_SELECTED TEXT_
Interview single domain graphs
Children often used numerical information, especially when answering the question about changes over time to compare two scores, and in graphs with no concerning score indicators.
Children intuitively felt that graphs should have 0 at the bottom and 100 at the top. Older children could adapt to reversed y-axes and, on further reflection found it logical that lower bars or lines could indicate better outcomes (e.g. for pain). Younger children often kept struggling with reversed y-axes.
Preferences were equally divided between bar graphs and line graphs. Bar graphs were appreciated for their clear and structured visual design, while line graphs were favored for making time comparisons easier.
When concerning score indicators were highlighted by colors, such as in a heatmap, colored bars or colored line dots, children intuitively connected the colors in the graph to the labels on the y-axis and subsequently found it easier to interpret the data. Children often misinterpreted SD-lines and did not use them as cut-offs, which is the way they were intended (e.g., categorizing a score as a ‘little bit bad’ when the score was close to, but below, the SD line).

_DATA FOR REVIEW_
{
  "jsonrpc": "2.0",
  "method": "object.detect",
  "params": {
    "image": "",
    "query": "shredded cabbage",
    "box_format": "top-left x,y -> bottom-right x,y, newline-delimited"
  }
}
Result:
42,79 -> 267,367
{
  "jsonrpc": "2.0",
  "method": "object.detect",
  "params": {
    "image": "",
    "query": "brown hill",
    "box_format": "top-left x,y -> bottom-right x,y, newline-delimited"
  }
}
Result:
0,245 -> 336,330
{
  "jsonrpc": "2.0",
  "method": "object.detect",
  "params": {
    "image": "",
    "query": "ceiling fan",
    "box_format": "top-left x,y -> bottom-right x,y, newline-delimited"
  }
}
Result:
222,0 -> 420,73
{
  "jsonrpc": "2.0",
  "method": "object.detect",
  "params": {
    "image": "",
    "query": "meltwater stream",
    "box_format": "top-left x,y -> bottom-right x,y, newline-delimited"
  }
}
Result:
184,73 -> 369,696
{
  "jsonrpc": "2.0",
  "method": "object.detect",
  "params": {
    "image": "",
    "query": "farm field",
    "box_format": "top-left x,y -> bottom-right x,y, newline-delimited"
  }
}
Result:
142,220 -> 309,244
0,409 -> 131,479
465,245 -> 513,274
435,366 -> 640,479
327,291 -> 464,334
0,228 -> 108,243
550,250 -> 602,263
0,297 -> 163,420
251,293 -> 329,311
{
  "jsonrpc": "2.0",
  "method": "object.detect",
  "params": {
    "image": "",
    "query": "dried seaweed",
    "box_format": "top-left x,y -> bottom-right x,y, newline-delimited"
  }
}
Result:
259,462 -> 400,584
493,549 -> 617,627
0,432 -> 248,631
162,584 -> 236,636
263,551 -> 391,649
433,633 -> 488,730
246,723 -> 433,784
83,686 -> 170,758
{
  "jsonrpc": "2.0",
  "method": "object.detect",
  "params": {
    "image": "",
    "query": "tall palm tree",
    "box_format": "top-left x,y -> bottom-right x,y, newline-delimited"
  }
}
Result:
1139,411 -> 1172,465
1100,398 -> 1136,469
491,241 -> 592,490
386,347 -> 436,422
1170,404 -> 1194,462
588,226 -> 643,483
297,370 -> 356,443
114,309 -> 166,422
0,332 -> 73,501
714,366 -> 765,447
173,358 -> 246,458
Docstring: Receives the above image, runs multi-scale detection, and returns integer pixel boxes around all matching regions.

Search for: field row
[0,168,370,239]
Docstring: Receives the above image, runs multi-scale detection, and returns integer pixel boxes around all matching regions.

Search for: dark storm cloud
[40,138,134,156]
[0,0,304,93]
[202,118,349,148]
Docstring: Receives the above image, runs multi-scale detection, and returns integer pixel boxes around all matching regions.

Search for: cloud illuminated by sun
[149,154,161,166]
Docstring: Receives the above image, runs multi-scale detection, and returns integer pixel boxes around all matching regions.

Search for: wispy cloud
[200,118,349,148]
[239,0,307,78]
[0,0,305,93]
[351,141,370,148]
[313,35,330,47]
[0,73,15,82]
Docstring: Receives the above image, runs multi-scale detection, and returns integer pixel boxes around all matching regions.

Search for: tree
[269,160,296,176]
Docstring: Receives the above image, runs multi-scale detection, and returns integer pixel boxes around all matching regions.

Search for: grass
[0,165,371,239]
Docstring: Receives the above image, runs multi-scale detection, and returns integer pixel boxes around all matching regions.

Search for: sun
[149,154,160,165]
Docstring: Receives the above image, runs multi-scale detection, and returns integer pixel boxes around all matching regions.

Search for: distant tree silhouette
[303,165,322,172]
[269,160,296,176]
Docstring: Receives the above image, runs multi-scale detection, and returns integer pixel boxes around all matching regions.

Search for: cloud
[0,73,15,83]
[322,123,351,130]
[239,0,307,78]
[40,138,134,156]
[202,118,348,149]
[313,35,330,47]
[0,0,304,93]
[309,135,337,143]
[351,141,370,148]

_ACTIVITIES_
**a)** According to the interview findings on single domain graphs, why did highlighting concerning scores with colors make the data easier for children to interpret? Answer in one to three sentences.
**b)** Write what comes next in the interview findings on single domain graphs, starting after their last sentence.
None of the material is needed for what is asked here.

_SET OF ANSWERS_
**a)** Children intuitively connected the colors in the graph, such as those in a heatmap, colored bars or colored line dots, to the labels on the y-axis. Making that link helped them interpret the data more easily.

**b)**
Multidomain graphs
Interpretation accuracy changes over time
There were no significant differences between graphs with and without numerical information. Percentage correct responses (question two) were highest for multi-domain bar graphs and lowest for radar graphs (Table 5). Post-hoc tests showed that bar graphs had significantly more correct answerers compared to radar graphs (mean difference = 39%, p = < 0.001), balloon (mean difference = 23%, p = < 0.001), and line graphs (mean difference = 21%, p = 0.004). Radar graphs had significantly lower correct response compared to all other graphs.
Table 5.
Part B descriptives
| Changes over time (Q2), response % | Clarity rating (Q3) | |||
|---|---|---|---|---|
| Graph | Correct | Incorrect | ‘I don’t know’ | Mean (SD) |
| Bar (multidomain) | 79 | 15 | 6 | 7.9 (2.2) |
| Balloon | 61 | 22 | 18 | 6.8 (2.6) |
| Line (Multidomain) | 58 | 24 | 18 | 6.8 (2.6) |
| Radar | 41 | 23 | 37 | 5.3 (3.0) |
Q2 , question 2; Q3 , question 3
Clarity
Clarity ratings were highest for multi-domain bar graphs and lowest for radar graphs (Table 5).
Interview multidomain graphs
Bar graphs were preferred as they allowed children to focus on the information of interest, which improved interpretation accuracy. In the balloon graph, they struggled with the use of colors and suggested coloring the grey balloon (previous measurement) for clarity. Multi-domain line graphs were considered overly crowded, making it hard to distinguish individual lines. Children found radar graphs difficult to interpret due to the graph shape and intersecting lines between domains.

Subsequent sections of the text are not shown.